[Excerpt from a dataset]
-- start --

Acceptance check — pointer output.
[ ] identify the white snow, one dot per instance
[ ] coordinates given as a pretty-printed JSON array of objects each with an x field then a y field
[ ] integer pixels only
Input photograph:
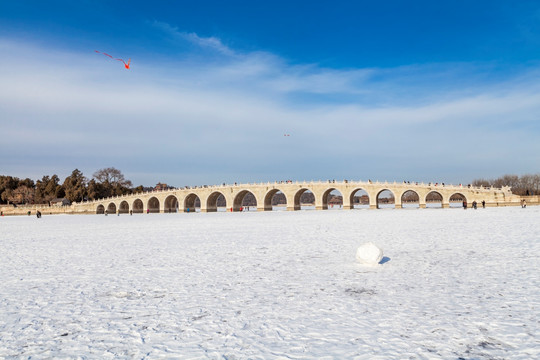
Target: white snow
[
  {"x": 369, "y": 254},
  {"x": 275, "y": 285}
]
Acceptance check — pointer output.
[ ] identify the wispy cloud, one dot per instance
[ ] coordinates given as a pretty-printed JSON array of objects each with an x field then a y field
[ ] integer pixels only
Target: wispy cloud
[{"x": 211, "y": 42}]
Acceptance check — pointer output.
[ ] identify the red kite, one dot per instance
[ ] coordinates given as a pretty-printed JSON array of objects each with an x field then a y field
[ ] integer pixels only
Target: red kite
[{"x": 126, "y": 65}]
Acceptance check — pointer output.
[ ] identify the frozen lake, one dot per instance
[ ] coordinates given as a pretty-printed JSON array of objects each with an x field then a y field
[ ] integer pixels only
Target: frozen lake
[{"x": 453, "y": 284}]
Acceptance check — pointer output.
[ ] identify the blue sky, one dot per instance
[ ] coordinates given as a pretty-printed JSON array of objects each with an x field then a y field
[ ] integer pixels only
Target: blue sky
[{"x": 395, "y": 90}]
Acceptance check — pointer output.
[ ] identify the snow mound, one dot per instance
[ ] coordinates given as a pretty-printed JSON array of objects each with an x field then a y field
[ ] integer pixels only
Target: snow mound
[{"x": 369, "y": 254}]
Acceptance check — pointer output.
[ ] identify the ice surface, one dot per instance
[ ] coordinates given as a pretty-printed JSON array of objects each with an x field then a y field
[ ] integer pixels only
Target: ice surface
[
  {"x": 369, "y": 254},
  {"x": 458, "y": 284}
]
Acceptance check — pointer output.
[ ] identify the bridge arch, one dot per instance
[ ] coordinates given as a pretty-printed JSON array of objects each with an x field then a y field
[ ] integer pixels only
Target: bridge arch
[
  {"x": 336, "y": 195},
  {"x": 153, "y": 205},
  {"x": 298, "y": 198},
  {"x": 410, "y": 199},
  {"x": 359, "y": 199},
  {"x": 386, "y": 199},
  {"x": 123, "y": 208},
  {"x": 138, "y": 206},
  {"x": 456, "y": 200},
  {"x": 214, "y": 200},
  {"x": 434, "y": 199},
  {"x": 239, "y": 203},
  {"x": 192, "y": 202},
  {"x": 268, "y": 206},
  {"x": 171, "y": 204},
  {"x": 111, "y": 208}
]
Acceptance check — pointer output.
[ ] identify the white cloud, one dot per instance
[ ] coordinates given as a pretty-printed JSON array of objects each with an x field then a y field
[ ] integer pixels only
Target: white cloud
[
  {"x": 211, "y": 42},
  {"x": 60, "y": 108}
]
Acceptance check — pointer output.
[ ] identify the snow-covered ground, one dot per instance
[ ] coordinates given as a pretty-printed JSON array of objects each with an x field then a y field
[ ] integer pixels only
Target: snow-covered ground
[{"x": 453, "y": 284}]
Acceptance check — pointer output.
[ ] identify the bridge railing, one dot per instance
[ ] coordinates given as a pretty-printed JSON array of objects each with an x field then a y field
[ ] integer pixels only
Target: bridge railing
[{"x": 291, "y": 182}]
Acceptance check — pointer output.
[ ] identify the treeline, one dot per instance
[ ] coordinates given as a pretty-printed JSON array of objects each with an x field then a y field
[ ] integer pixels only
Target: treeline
[
  {"x": 76, "y": 187},
  {"x": 524, "y": 185}
]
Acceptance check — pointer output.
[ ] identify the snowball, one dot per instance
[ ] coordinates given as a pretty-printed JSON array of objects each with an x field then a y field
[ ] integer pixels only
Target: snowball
[{"x": 369, "y": 254}]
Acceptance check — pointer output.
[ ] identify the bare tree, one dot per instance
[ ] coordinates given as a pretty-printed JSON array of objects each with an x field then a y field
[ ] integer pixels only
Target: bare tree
[{"x": 112, "y": 176}]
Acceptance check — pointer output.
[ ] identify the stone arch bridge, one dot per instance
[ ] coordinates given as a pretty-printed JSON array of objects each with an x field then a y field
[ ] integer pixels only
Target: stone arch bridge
[{"x": 373, "y": 195}]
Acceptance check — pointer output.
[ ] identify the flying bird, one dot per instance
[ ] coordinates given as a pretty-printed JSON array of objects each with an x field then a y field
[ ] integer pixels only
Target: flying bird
[{"x": 126, "y": 65}]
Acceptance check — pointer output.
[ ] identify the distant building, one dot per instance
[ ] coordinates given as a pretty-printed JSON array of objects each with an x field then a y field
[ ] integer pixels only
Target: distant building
[{"x": 60, "y": 202}]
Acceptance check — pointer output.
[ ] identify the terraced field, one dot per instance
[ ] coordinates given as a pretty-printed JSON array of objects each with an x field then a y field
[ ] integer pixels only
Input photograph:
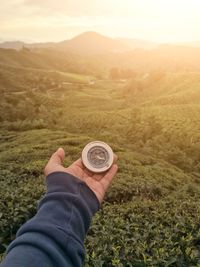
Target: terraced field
[{"x": 151, "y": 214}]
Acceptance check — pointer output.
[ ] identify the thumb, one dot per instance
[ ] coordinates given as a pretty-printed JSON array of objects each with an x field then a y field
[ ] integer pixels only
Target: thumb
[{"x": 58, "y": 157}]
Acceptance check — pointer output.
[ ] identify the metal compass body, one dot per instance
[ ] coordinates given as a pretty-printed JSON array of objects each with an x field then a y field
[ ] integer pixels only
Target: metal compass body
[{"x": 97, "y": 156}]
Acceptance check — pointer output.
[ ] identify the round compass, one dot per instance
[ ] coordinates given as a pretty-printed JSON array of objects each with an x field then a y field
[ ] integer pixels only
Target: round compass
[{"x": 97, "y": 156}]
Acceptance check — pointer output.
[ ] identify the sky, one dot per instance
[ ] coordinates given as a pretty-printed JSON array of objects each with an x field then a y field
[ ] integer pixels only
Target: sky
[{"x": 50, "y": 20}]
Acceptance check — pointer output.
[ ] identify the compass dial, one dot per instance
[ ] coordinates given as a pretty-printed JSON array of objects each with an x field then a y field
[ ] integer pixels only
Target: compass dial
[{"x": 97, "y": 156}]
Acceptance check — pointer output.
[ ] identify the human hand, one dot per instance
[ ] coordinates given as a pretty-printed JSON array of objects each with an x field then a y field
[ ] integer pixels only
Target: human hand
[{"x": 98, "y": 183}]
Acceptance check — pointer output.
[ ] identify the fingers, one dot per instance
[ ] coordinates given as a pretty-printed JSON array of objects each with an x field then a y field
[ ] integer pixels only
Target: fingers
[
  {"x": 55, "y": 161},
  {"x": 107, "y": 179}
]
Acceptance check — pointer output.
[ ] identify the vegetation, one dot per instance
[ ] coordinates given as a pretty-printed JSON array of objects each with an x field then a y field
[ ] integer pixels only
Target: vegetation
[{"x": 151, "y": 214}]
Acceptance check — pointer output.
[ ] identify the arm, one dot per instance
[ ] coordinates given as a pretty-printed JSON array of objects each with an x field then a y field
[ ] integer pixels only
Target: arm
[{"x": 55, "y": 235}]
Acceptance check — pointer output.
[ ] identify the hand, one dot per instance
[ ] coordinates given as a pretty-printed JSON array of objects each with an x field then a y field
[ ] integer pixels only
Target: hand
[{"x": 98, "y": 183}]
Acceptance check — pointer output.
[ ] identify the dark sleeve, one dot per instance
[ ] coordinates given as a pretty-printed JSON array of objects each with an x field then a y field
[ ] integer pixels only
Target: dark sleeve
[{"x": 55, "y": 235}]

-- end --

EXERCISE GOAL >> Your task is to return the entries above exactly, with no pictures.

WORKED SOLUTION >>
Acceptance check — pointer output.
[ ] identify the white snow, one dot per instance
[ ] coordinates given as a pretty-printed JSON array of objects each with an x field then a y field
[ ] integer pixels only
Input photograph:
Target: white snow
[
  {"x": 369, "y": 254},
  {"x": 275, "y": 285}
]
Acceptance check — pointer output.
[ ] identify the wispy cloud, one dot per instance
[ ] coordinates given as a pretty-printed JSON array of objects each with an x field then a y field
[ ] integer pixels only
Target: wispy cloud
[{"x": 211, "y": 42}]
Acceptance check — pointer output.
[ ] identify the red kite, one dot per instance
[ ] coordinates given as a pretty-printed JSON array of objects each with an x field then a y field
[ ] integer pixels only
Target: red kite
[{"x": 126, "y": 65}]
Acceptance check — pointer output.
[ ] identify the frozen lake, one dot per instance
[ ] coordinates given as a pretty-printed JSON array of objects each with an x field then a y field
[ ] integer pixels only
Target: frozen lake
[{"x": 453, "y": 284}]
Acceptance check — pointer output.
[ ] identify the blue sky, one dot per instance
[ ] coordinates given as a pretty-printed JSON array of objects each with an x field then a y field
[ ] integer pixels only
Target: blue sky
[{"x": 395, "y": 90}]
Acceptance check — pointer output.
[ ] identify the snow mound, one dot per instance
[ ] coordinates given as a pretty-printed JSON array of objects each with an x field then a y field
[ ] integer pixels only
Target: snow mound
[{"x": 369, "y": 254}]
Acceptance check — pointer output.
[ ] identify the ice surface, one dot per instance
[ ] coordinates given as a pretty-printed JSON array of objects each with an x field then a y field
[ ] integer pixels only
Target: ice surface
[
  {"x": 369, "y": 254},
  {"x": 458, "y": 284}
]
Acceptance check — pointer output.
[ ] identify the bridge arch, one dot per instance
[ ] coordinates given as a pretty-printed JSON array of objects each with an x field then a y field
[ ] integer pixels only
Target: bridge arch
[
  {"x": 336, "y": 195},
  {"x": 153, "y": 205},
  {"x": 298, "y": 198},
  {"x": 410, "y": 199},
  {"x": 359, "y": 199},
  {"x": 386, "y": 199},
  {"x": 123, "y": 208},
  {"x": 138, "y": 206},
  {"x": 456, "y": 200},
  {"x": 214, "y": 200},
  {"x": 434, "y": 199},
  {"x": 239, "y": 203},
  {"x": 192, "y": 202},
  {"x": 268, "y": 206},
  {"x": 171, "y": 204},
  {"x": 111, "y": 208}
]
Acceptance check — pointer output.
[ ] identify the white cloud, one dot per instance
[ ] coordinates given as a pretty-printed JSON array of objects each with an x field then a y field
[ ] integer pixels only
Target: white cloud
[
  {"x": 211, "y": 42},
  {"x": 60, "y": 108}
]
Acceptance check — pointer output.
[ ] identify the snow-covered ground, one dot per instance
[ ] coordinates given as a pretty-printed JSON array of objects each with an x field then a y field
[ ] integer pixels only
Target: snow-covered ground
[{"x": 453, "y": 284}]
Acceptance check — pointer output.
[ ] identify the bridge railing, one dot per instance
[ ] coordinates given as a pretty-printed JSON array of objects each with an x field then a y field
[ ] integer pixels only
Target: bridge railing
[{"x": 291, "y": 182}]
Acceptance check — pointer output.
[ ] identify the treeline, one dot per instance
[ ] coordinates given as a pretty-printed JSON array of objects each with an x field then a y field
[ ] integer pixels only
Target: treeline
[
  {"x": 76, "y": 187},
  {"x": 524, "y": 185}
]
Acceptance check — pointer output.
[ ] identify the snowball, one dot per instance
[ ] coordinates given as a pretty-printed JSON array of objects each with an x field then a y field
[ ] integer pixels only
Target: snowball
[{"x": 369, "y": 254}]
Acceptance check — pointer output.
[ ] identify the bare tree, one dot per instance
[ ] coordinates given as a pretty-printed JSON array of objects each with an x field then a y field
[ ] integer pixels only
Target: bare tree
[{"x": 112, "y": 176}]
Acceptance check — pointer output.
[ ] identify the stone arch bridge, one dot per instance
[ ] coordinates given as a pretty-printed JSON array of objects each with an x field then a y field
[ ] integer pixels only
Target: stone arch bridge
[{"x": 373, "y": 195}]
Acceptance check — pointer output.
[ ] identify the flying bird, one dot per instance
[ ] coordinates given as a pretty-printed JSON array of objects each with an x field then a y field
[ ] integer pixels only
Target: flying bird
[{"x": 126, "y": 65}]
Acceptance check — pointer output.
[ ] identify the distant building, one dot per instance
[ ] coordinates given as a pretty-printed JSON array of objects each with an x field then a y field
[ ] integer pixels only
Target: distant building
[{"x": 60, "y": 202}]
Acceptance check — pointer output.
[ ] identify the terraced field, one dot per instance
[ ] coordinates given as a pretty-printed JSON array of objects each with an x field then a y field
[ ] integer pixels only
Input photograph:
Target: terraced field
[{"x": 151, "y": 214}]
Acceptance check — pointer output.
[ ] identify the thumb, one dot per instance
[ ] coordinates given as a pretty-printed JSON array of objects each with an x field then a y field
[ ] integer pixels only
Target: thumb
[{"x": 58, "y": 157}]
Acceptance check — pointer output.
[ ] identify the metal compass body, one dot per instance
[ ] coordinates given as a pretty-printed JSON array of objects each with an x field then a y field
[ ] integer pixels only
Target: metal compass body
[{"x": 97, "y": 156}]
Acceptance check — pointer output.
[ ] identify the round compass, one dot per instance
[ ] coordinates given as a pretty-printed JSON array of objects each with an x field then a y field
[ ] integer pixels only
Target: round compass
[{"x": 97, "y": 156}]
Acceptance check — pointer output.
[ ] identify the sky, one dot per instance
[ ] coordinates given as a pretty-printed JSON array of objects each with an x field then a y field
[ ] integer pixels only
Target: sky
[{"x": 50, "y": 20}]
Acceptance check — pointer output.
[ ] identify the compass dial, one dot per instance
[ ] coordinates given as a pretty-printed JSON array of objects each with an x field then a y field
[ ] integer pixels only
Target: compass dial
[{"x": 97, "y": 156}]
Acceptance check — pointer output.
[ ] identify the human hand, one dot per instance
[ ] coordinates given as a pretty-printed JSON array of objects each with an x field then a y field
[ ] integer pixels only
Target: human hand
[{"x": 98, "y": 183}]
Acceptance check — pointer output.
[ ] identify the fingers, one dot per instance
[ ] coordinates given as a pretty-printed JSON array of objects each with an x field then a y field
[ ] integer pixels only
Target: fingers
[
  {"x": 55, "y": 161},
  {"x": 107, "y": 179}
]
Acceptance check — pointer output.
[ ] identify the vegetation, one dot per instance
[ ] coordinates given as a pretty-printed JSON array of objects each with an x field then a y field
[ ] integer pixels only
Target: vegetation
[{"x": 151, "y": 214}]
Acceptance check — pointer output.
[ ] identify the arm, one dot per instance
[ ] coordinates given as a pretty-printed JSON array of objects each with an x field then a y field
[ ] integer pixels only
Target: arm
[{"x": 55, "y": 235}]
Acceptance check — pointer output.
[ ] identify the hand, one dot per instance
[ ] coordinates given as a pretty-printed JSON array of objects each with an x field then a y field
[ ] integer pixels only
Target: hand
[{"x": 98, "y": 183}]
Acceptance check — pointer output.
[ ] identify the dark sleeve, one dot per instance
[ ] coordinates given as a pretty-printed JSON array of objects each with an x field then a y field
[ ] integer pixels only
Target: dark sleeve
[{"x": 55, "y": 235}]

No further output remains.